> **Page text**

════════

If `3 - 2x^(2) gt 5x, x in R ` , then the set of solutions is

To solve the inequality \(3 - 2x^2 > 5x\), we will follow these steps: ### Step 1: Rearranging the Inequality Start by rearranging the inequality to one side: \[ 3 - 2x^2 - 5x > 0 \] This can be rewritten as: \[ -2x^2 - 5x + 3 > 0 \] ### Step 2: Multiplying by -1 To make the leading coefficient positive, multiply the entire inequality by -1. Remember to reverse the inequality sign: \[ 2x^2 + 5x - 3 < 0 \] ### Step 3: Factoring the Quadratic Next, we need to factor the quadratic expression \(2x^2 + 5x - 3\). We can do this by finding two numbers that multiply to \(2 \times -3 = -6\) and add to \(5\). These numbers are \(6\) and \(-1\). Now, we can rewrite \(5x\) as \(6x - x\): \[ 2x^2 + 6x - x - 3 < 0 \] Grouping the terms: \[ (2x^2 + 6x) + (-x - 3) < 0 \] Factoring by grouping: \[ 2x(x + 3) - 1(x + 3) < 0 \] Factoring out \((x + 3)\): \[ (2x - 1)(x + 3) < 0 \] ### Step 4: Finding the Critical Points Set each factor to zero to find the critical points: 1. \(2x - 1 = 0 \Rightarrow x = \frac{1}{2}\) 2. \(x + 3 = 0 \Rightarrow x = -3\) ### Step 5: Testing Intervals Now we will test the intervals determined by the critical points \(x = -3\) and \(x = \frac{1}{2}\): 1. **Interval 1:** \( (-\infty, -3) \) - Choose \(x = -4\): \((2(-4) - 1)(-4 + 3) = (-8 - 1)(-1) = 9 > 0\) 2. **Interval 2:** \( (-3, \frac{1}{2}) \) - Choose \(x = 0\): \((2(0) - 1)(0 + 3) = (-1)(3) = -3 < 0\) 3. **Interval 3:** \( (\frac{1}{2}, \infty) \) - Choose \(x = 1\): \((2(1) - 1)(1 + 3) = (2 - 1)(4) = 4 > 0\) ### Step 6: Writing the Solution The inequality \( (2x - 1)(x + 3) < 0 \) holds true in the interval: \[ (-3, \frac{1}{2}) \] ### Final Solution Thus, the set of solutions is: \[ x \in (-3, \frac{1}{2}) \]

════════

> **Goal**
Decide whether each statement below agrees with the worked solution above, answering yes or no and quoting the exact words of the solution that settle each one.
1. The inequality is multiplied by -1 so that the leading coefficient becomes positive.
2. The two numbers found for factoring the quadratic are 6 and 1.
3. The value x = 0 is chosen to test the interval between -3 and 1/2.

> **Supplied information**
════════

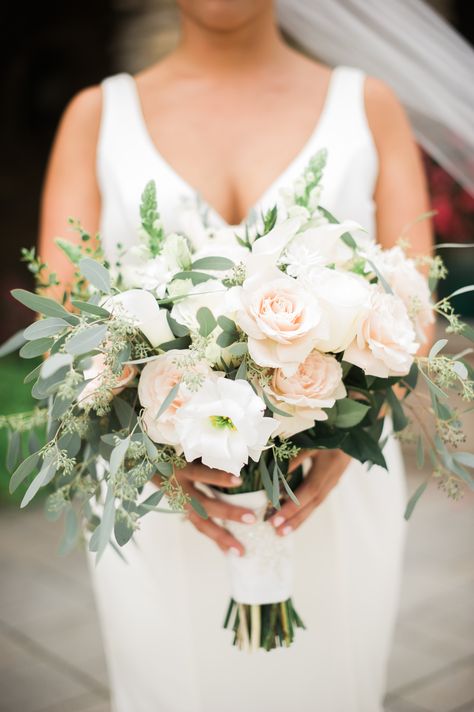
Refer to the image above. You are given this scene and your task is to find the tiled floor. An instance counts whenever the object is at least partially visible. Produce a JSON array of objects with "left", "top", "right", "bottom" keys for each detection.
[{"left": 0, "top": 452, "right": 474, "bottom": 712}]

════════

> **Task response**
1. Yes: "To make the leading coefficient positive, multiply the entire inequality by -1."
2. No: "These numbers are \(6\) and \(-1\)."
3. Yes: "**Interval 2:** \( (-3, \frac{1}{2}) \) - Choose \(x = 0\)"